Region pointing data

>>>

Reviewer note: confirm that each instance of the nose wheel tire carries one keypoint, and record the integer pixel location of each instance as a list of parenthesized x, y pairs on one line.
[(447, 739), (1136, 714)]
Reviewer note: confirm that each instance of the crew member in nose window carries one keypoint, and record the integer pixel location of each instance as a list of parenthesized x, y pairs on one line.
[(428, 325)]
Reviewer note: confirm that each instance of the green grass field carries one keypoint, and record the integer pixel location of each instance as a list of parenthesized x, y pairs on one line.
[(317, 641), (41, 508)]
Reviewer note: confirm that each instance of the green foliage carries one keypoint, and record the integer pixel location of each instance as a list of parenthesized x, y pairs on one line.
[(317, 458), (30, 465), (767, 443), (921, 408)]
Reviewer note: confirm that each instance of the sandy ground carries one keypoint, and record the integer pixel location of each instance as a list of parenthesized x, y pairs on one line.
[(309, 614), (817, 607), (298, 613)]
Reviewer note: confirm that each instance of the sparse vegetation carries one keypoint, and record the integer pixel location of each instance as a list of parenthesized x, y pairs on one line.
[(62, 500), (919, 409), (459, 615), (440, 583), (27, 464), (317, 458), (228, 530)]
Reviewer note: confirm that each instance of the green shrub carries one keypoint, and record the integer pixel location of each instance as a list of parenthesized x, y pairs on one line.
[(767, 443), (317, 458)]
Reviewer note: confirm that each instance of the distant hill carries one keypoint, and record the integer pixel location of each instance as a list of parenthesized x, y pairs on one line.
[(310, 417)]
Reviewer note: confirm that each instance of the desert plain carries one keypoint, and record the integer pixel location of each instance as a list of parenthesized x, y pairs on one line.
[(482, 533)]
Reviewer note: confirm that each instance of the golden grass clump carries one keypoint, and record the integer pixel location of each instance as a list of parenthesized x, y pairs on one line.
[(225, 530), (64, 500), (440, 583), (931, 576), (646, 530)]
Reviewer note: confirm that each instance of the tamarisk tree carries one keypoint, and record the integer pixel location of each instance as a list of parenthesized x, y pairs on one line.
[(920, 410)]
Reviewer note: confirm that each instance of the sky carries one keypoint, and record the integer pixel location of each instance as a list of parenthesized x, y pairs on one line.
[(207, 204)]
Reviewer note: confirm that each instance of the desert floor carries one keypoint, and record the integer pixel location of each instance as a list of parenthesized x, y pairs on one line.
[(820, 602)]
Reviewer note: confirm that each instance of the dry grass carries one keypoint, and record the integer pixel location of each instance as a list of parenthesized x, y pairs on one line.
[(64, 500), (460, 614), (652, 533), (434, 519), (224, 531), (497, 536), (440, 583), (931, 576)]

<<<

Exercise instructions: Please be sure to repeat every entry exactly.

Reply:
Reviewer note: confirm that each instance of the nose wheel tire carries one keypoint, and record the integer pixel location of each instance as a list of parenthesized x, y pairs on one line.
[(447, 739), (1136, 714)]
Reviewer note: confirm that each instance of the crew member in nose window carries one keypoint, and record the integer pixel location of each instance as a list of parenthesized x, y pairs on one line.
[(428, 325)]
Reviewer note: confirm that each instance of the green grass field carries one keypoint, and record the integer pixel location of each instance as a list of parenthesized x, y pairs on one line.
[(317, 641), (41, 508)]
Reviewer note: confirm that each instance of the green foliage carries one keypoint, and record the integer pixel location of each instance as a list of parenthesized x, y pairs on one line.
[(317, 458), (30, 465), (767, 443), (921, 408)]
Reviewer note: confirm that each instance of the sandy ground carries one keypoint, and record the integer pixel location of each instance as a list of parenthesized x, y pairs on one line.
[(309, 614), (817, 607), (298, 613)]
Reviewer note: confirm that each instance of the sparse vegetation carries one keypoint, and record the integer pixel location of each instance as a list of parenthesized x, y pairs on one line.
[(62, 500), (919, 409), (459, 615), (440, 583), (27, 464), (317, 458), (228, 530)]
Reviewer note: confirm that each instance of the green shrub carries one keypoint, and record the integer pixel location of each instance as a list of parenthesized x, y pairs on one line.
[(767, 443), (317, 458)]
Reviewer note: confirm that each instance of the distant hill carries one keypoint, and record the integer pixel location of each instance as a list of parenthesized x, y pairs on one line.
[(310, 417)]
Reviewer note: confirm that each instance of the desert plain carries one keypoint, and record the integer pixel location of each instance as a list of parenthesized x, y pairs on one line.
[(482, 533)]
Reviewer note: confirm that each instance of the golden grass clump carries one keypoint, and record the integer pixel location of each instance as a list of parenthesized x, y pairs on one line.
[(225, 530), (64, 500), (440, 583), (931, 576), (646, 530)]
Reviewer note: confirm that each instance of the tamarisk tree carries one keypoint, and record the integer pixel location of each instance as a list of parenthesized x, y pairs on one line.
[(920, 410)]
Reviewer note: confirm that each instance of the sky carries one keypoint, and record the integer pixel location of each instance as a list of parenthesized x, y pairs on one line.
[(207, 204)]
Reviewer note: confirm that each instance of the desert floor carries one keypoint, and record the integer pixel location of each instance as a list of parenthesized x, y pairs on one line.
[(820, 602)]
Reviewer note: confirm that each instance of the dry grass carries one keypoint, and record the integer pixel location of each instance as a list of parenthesized x, y pairs on one line.
[(64, 500), (460, 614), (652, 533), (434, 519), (224, 531), (497, 536), (440, 583), (931, 576)]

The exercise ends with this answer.